**YOUR GOAL**.
All of the listing should be transcribed exactly.

═════ RECORDS SUPPLIED ═════

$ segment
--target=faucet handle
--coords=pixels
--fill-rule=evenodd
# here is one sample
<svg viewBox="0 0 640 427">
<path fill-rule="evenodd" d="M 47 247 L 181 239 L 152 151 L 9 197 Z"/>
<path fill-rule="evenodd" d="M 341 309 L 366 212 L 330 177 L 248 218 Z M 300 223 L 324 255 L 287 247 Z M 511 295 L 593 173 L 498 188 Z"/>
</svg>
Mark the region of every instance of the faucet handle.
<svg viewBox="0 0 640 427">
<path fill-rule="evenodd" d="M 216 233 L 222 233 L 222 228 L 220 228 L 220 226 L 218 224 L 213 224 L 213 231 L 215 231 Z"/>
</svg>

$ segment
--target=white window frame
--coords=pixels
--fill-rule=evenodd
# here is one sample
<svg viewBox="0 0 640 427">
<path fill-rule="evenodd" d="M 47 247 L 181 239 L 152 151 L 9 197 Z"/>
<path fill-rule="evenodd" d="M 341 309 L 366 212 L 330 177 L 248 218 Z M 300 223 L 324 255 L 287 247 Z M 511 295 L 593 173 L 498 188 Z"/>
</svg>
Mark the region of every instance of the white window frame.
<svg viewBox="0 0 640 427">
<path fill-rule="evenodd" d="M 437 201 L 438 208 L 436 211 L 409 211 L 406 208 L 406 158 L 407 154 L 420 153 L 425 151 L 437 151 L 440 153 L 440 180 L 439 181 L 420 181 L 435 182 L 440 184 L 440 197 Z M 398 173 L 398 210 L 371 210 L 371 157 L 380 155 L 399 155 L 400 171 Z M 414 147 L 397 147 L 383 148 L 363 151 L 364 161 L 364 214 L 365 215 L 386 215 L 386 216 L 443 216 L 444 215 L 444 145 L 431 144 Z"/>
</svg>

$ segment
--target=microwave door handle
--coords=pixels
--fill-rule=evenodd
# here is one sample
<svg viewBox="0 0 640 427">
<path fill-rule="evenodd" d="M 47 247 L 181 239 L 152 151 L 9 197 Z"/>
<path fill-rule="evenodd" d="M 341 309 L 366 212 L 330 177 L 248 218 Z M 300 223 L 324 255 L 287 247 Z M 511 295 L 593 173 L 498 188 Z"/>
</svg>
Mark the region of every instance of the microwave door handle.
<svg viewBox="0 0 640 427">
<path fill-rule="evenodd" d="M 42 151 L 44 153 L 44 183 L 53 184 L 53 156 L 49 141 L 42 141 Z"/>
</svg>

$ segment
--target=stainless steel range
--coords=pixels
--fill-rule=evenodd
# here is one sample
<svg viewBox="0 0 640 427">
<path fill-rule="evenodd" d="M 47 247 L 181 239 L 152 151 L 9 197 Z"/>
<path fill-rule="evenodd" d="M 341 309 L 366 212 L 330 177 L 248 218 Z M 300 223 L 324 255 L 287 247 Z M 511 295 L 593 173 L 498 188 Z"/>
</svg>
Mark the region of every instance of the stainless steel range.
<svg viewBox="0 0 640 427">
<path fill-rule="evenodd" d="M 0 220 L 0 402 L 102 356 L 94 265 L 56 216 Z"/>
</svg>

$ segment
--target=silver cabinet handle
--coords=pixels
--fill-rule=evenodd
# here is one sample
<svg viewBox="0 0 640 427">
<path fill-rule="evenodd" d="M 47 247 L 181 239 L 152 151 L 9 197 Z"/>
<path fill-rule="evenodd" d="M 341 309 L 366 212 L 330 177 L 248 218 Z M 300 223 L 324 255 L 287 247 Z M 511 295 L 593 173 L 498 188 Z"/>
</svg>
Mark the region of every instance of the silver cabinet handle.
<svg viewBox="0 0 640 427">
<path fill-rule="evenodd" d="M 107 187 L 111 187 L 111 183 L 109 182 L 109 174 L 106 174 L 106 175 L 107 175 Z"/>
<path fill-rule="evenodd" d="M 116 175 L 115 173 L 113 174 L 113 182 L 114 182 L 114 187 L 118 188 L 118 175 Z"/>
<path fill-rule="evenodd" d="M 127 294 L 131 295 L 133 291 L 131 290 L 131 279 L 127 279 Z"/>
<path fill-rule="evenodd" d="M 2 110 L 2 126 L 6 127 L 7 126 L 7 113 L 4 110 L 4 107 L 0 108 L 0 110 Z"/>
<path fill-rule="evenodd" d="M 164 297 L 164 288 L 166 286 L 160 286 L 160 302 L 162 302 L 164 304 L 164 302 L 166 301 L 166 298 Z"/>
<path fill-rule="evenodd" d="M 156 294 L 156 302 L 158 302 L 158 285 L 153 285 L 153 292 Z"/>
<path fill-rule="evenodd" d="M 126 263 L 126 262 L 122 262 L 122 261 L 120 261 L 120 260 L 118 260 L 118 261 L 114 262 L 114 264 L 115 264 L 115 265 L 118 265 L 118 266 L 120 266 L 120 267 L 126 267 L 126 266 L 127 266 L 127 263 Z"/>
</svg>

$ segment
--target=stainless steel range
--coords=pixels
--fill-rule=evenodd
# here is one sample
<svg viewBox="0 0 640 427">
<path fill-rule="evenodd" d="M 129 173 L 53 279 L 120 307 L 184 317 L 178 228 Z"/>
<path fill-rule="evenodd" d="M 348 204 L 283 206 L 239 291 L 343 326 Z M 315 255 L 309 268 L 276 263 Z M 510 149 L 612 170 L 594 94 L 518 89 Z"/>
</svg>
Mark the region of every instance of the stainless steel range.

═════

**SOLUTION TO THIS TASK**.
$ segment
--target=faucet handle
--coords=pixels
--fill-rule=evenodd
# here is one sample
<svg viewBox="0 0 640 427">
<path fill-rule="evenodd" d="M 47 247 L 181 239 L 152 151 L 9 197 Z"/>
<path fill-rule="evenodd" d="M 341 309 L 366 212 L 330 177 L 248 218 Z M 300 223 L 324 255 L 287 247 Z M 511 295 L 593 173 L 498 188 Z"/>
</svg>
Mark the region of every instance of the faucet handle.
<svg viewBox="0 0 640 427">
<path fill-rule="evenodd" d="M 216 233 L 222 233 L 222 228 L 220 228 L 220 226 L 218 224 L 213 224 L 213 231 L 215 231 Z"/>
</svg>

$ segment
--target=white window frame
--coords=pixels
--fill-rule=evenodd
# here is one sample
<svg viewBox="0 0 640 427">
<path fill-rule="evenodd" d="M 47 247 L 181 239 L 152 151 L 9 197 Z"/>
<path fill-rule="evenodd" d="M 341 309 L 366 212 L 330 177 L 248 218 Z M 300 223 L 324 255 L 287 247 Z M 511 295 L 593 173 L 498 188 Z"/>
</svg>
Mark the region of every instance of the white window frame.
<svg viewBox="0 0 640 427">
<path fill-rule="evenodd" d="M 437 201 L 438 208 L 436 211 L 409 211 L 406 208 L 406 158 L 407 154 L 420 153 L 425 151 L 437 151 L 440 153 L 440 180 L 439 181 L 420 181 L 435 182 L 440 184 L 440 197 Z M 398 173 L 398 210 L 371 210 L 371 157 L 380 155 L 399 155 L 400 171 Z M 414 147 L 397 147 L 383 148 L 363 151 L 364 161 L 364 214 L 365 215 L 386 215 L 386 216 L 443 216 L 444 215 L 444 145 L 431 144 Z"/>
</svg>

$ segment
--target=microwave door handle
--coords=pixels
--fill-rule=evenodd
# here is one sample
<svg viewBox="0 0 640 427">
<path fill-rule="evenodd" d="M 47 247 L 181 239 L 152 151 L 9 197 Z"/>
<path fill-rule="evenodd" d="M 341 309 L 366 212 L 330 177 L 248 218 Z M 300 223 L 324 255 L 287 247 Z M 511 295 L 593 173 L 498 188 Z"/>
</svg>
Mark the region of every instance of the microwave door handle.
<svg viewBox="0 0 640 427">
<path fill-rule="evenodd" d="M 42 151 L 44 153 L 44 183 L 53 184 L 53 156 L 49 141 L 42 141 Z"/>
</svg>

$ segment
--target=stainless steel range
--coords=pixels
--fill-rule=evenodd
# here is one sample
<svg viewBox="0 0 640 427">
<path fill-rule="evenodd" d="M 47 247 L 181 239 L 152 151 L 9 197 Z"/>
<path fill-rule="evenodd" d="M 341 309 L 366 212 L 330 177 L 248 218 Z M 300 223 L 324 255 L 287 247 Z M 511 295 L 593 173 L 498 188 Z"/>
</svg>
Mark the region of every instance of the stainless steel range.
<svg viewBox="0 0 640 427">
<path fill-rule="evenodd" d="M 0 220 L 0 402 L 102 356 L 94 265 L 56 216 Z"/>
</svg>

$ segment
--target=silver cabinet handle
--coords=pixels
--fill-rule=evenodd
# here is one sample
<svg viewBox="0 0 640 427">
<path fill-rule="evenodd" d="M 47 247 L 181 239 L 152 151 L 9 197 Z"/>
<path fill-rule="evenodd" d="M 341 309 L 366 212 L 330 177 L 248 218 Z M 300 223 L 324 255 L 287 247 Z M 511 295 L 593 173 L 498 188 Z"/>
</svg>
Mark the region of every instance of the silver cabinet handle.
<svg viewBox="0 0 640 427">
<path fill-rule="evenodd" d="M 107 187 L 111 187 L 111 183 L 109 182 L 109 174 L 106 174 L 106 175 L 107 175 Z"/>
<path fill-rule="evenodd" d="M 116 175 L 115 173 L 113 174 L 113 182 L 114 182 L 114 187 L 118 188 L 118 175 Z"/>
<path fill-rule="evenodd" d="M 127 294 L 131 295 L 133 291 L 131 290 L 131 279 L 127 279 Z"/>
<path fill-rule="evenodd" d="M 2 110 L 2 126 L 6 127 L 7 126 L 7 113 L 4 110 L 4 107 L 0 108 L 0 110 Z"/>
<path fill-rule="evenodd" d="M 164 297 L 164 288 L 166 286 L 160 286 L 160 302 L 162 302 L 164 304 L 164 302 L 166 301 L 166 298 Z"/>
<path fill-rule="evenodd" d="M 156 294 L 156 302 L 158 302 L 158 285 L 153 285 L 153 292 Z"/>
<path fill-rule="evenodd" d="M 126 263 L 126 262 L 122 262 L 122 261 L 120 261 L 120 260 L 118 260 L 118 261 L 114 262 L 114 264 L 115 264 L 115 265 L 118 265 L 118 266 L 120 266 L 120 267 L 126 267 L 126 266 L 127 266 L 127 263 Z"/>
</svg>

$ segment
--target=stainless steel range
--coords=pixels
--fill-rule=evenodd
# here is one sample
<svg viewBox="0 0 640 427">
<path fill-rule="evenodd" d="M 129 173 L 53 279 L 120 307 L 184 317 L 178 228 Z"/>
<path fill-rule="evenodd" d="M 348 204 L 283 206 L 239 291 L 343 326 Z M 315 255 L 309 268 L 276 263 Z M 510 149 L 612 170 L 594 94 L 518 89 Z"/>
</svg>
Mark the region of every instance of the stainless steel range.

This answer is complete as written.